__REQUIREMENTS__
Convert every line of the records below into a numbered list, leaving out any blank lines.

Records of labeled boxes
--- start ---

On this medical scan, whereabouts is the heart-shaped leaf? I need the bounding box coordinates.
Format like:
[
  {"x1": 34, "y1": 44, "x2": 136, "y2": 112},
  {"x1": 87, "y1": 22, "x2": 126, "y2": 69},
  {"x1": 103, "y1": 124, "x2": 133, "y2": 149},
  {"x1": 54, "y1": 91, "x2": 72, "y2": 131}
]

--- end ---

__THE SOLUTION__
1. On this medical scan, whereabouts is the heart-shaped leaf? I need the bounding box coordinates.
2. Format like:
3. [
4.   {"x1": 34, "y1": 44, "x2": 136, "y2": 112},
5.   {"x1": 87, "y1": 22, "x2": 126, "y2": 69},
6.   {"x1": 103, "y1": 124, "x2": 133, "y2": 149},
7.   {"x1": 54, "y1": 91, "x2": 72, "y2": 131}
8. ]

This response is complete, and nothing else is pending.